CONSIGNE A =>
Relevez chaque ligne de la liste ci-dessous qui contient la chaîne « handle », en respectant la casse.

Par Patrick Prézeau Stephenson*
Dans l’arène saturée de bruit de l’action politique haïtienne — ondes radiophoniques de la diaspora, chaires numériques, forums WhatsApp, think tanks improvisés — deux figures familières continuent de structurer des conversations bien au‑delà du littoral de l’île : Rod Joseph, ancien parachutiste devenu aspirant au Congrès américain, et le Dr Jean Fils-Aimé, théologien–intellectuel public dont les critiques de la décomposition spirituelle et sociale haïtienne ont bâti un public transnational. Leurs voix sont affirmées, mobilisatrices, sans concession. Ils incarnent, à bien des égards, l’archétype de l’impulsion haïtienne et diasporique vers l’agentivité héroïque.
Mais ils se trouvent désormais en contraste de plus en plus marqué avec une autre approche émanant du tissu civique haïtien : le « Congrès Patriotique de Sauvetage National / Kongrè Patriyotik pou Sovtaj Nasyonal » — une architecture coalitionnelle, multi‑régionale et participative qui tente de reconstruire la légitimité non par la personnalité, mais par une délibération structurée, distribuée et polycentrique.
La tension entre ces modèles — plaidoyer individuel charismatique versus processus collectif institutionnalisé — renvoie au cœur d’une affirmation philosophico‑politique largement répétée dans la culture politique francophone et haïtienne : « Ce sont des individus qui font la valeur des institutions. » Les institutions sont‑elles faibles en Haïti parce que les individus qui les animent seraient défaillants — ou les acteurs héroïsés persistent‑ils précisément parce que les institutions ont été vidées, interrompues ou capturées ?
Le moment radiophonique
Sur l’émission de Guy Wewe — où Joseph et Fils-Aimé sont récemment intervenus — leur pragmatisme était manifeste : mettre Washington sous pression, façonner le récit, mobiliser l’influence diasporique, exposer les incohérences géopolitiques, maintenir Haïti dans la conversation avant que sa crise ne devienne simple bruit de fond. C’est le plaidoyer comme résonance tactique : immédiat, cinétique, hautement personnalisé. Les deux comprennent la question de la « bande passante ». Tous deux savent que l’émotion politique doit être entretenue, non présumée.
Pourtant, leurs interventions, si sincères soient-elles, demeurent des entreprises individuelles. Elles accumulent du capital symbolique mais risquent de reproduire une fragmentation familière : plateformes parallèles, publics concurrents, mandats partiels, absence de mécanismes convenus de reddition de comptes. L’histoire haïtienne est remplie de telles figures — brillantes, résolues, momentanément influentes — tandis que la dégradation systémique se poursuit, intacte, en dessous.

CONSIGNE B =>
Pouvez-vous prolonger l'article ci-dessus sur le plaidoyer politique haïtien à partir de sa dernière phrase ?

(Annotations de segmentation)
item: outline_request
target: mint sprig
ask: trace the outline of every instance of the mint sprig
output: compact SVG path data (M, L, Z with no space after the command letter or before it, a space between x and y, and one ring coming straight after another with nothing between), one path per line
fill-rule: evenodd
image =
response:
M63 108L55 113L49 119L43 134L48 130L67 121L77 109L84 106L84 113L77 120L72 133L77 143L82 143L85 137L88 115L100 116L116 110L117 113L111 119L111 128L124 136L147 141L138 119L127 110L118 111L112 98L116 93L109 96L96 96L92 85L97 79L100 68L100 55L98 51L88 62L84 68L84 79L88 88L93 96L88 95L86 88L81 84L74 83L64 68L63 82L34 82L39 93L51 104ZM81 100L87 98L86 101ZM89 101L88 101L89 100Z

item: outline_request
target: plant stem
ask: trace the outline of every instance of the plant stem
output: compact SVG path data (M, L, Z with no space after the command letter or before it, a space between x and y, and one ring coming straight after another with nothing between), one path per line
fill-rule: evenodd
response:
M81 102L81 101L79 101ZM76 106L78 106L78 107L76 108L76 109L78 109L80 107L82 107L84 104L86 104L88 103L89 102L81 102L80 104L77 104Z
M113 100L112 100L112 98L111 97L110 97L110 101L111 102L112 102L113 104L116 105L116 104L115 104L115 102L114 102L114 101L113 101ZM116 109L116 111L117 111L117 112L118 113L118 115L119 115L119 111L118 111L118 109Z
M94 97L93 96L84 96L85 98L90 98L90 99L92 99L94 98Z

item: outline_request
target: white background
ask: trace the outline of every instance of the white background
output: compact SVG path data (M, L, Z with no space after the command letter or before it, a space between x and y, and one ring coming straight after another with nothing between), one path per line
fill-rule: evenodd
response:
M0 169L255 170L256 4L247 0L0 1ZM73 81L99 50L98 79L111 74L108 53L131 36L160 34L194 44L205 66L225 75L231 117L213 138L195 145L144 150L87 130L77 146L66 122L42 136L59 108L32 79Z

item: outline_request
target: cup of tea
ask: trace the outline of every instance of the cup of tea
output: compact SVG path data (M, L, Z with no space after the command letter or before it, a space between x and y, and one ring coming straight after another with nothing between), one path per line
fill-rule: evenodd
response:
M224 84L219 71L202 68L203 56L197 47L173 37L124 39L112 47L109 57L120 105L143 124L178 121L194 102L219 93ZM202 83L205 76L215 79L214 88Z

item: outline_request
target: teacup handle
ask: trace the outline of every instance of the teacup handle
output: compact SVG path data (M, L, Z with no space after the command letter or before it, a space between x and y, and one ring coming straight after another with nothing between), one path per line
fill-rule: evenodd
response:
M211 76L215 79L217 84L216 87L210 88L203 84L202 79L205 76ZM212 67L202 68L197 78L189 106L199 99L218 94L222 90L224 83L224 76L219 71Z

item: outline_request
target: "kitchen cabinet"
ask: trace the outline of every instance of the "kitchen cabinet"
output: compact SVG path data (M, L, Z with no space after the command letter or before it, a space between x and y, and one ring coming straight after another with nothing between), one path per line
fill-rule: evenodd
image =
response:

RÉPONSE RÉDIGÉE A =>
target: teacup handle
ask: trace the outline of every instance of the teacup handle

RÉPONSE RÉDIGÉE B =>
Ce que représente le Congrès
Le Congrès Patriotique tente autre chose : une délibération civique polycentrique — congrès régionaux, apport de la diaspora, médiation universitaire, points de consensus structurés, articulation progressive de scénarios de transition. Plutôt que de revendiquer une légitimité morale ou électorale, il cherche à construire une légitimité procédurale : qui est consulté, qui consigne, qui synthétise, comment le désaccord est traité, comment les recommandations migrent vers des cadres potentiels de gouvernance.
Cela compte. Dans un corps politique où l’autorité élue a disparu, où le maintien de l’ordre est contesté et où la communauté internationale se tourne encore vers des architectures sécuritaires externes, la légitimité devient à la fois existentielle et procédurale. Les voix personnelles peuvent émouvoir, mais le processus institutionnel partagé peut ancrer.
Individus versus institutions : un faux dilemme
La formule — « Ce sont des individus qui font la valeur des institutions » — possède une séduction simplificatrice. Elle suggère que si seulement les « bonnes personnes » émergeaient, les tribunaux fonctionneraîent, les forces se professionnaliseraient, les organes de régulation réguleraient. Elle flatte l’exceptionnalisme moral. Mais la philosophie — et la réalité vécue d’Haïti — invitent à la prudence.
- Aristote rappellerait que la vertu requiert l’habituation, et l’habituation exige des formes civiques stables.
- Max Weber mettrait en garde contre l’illimitation de l’autorité charismatique non traduite en ordre légal‑rationnel.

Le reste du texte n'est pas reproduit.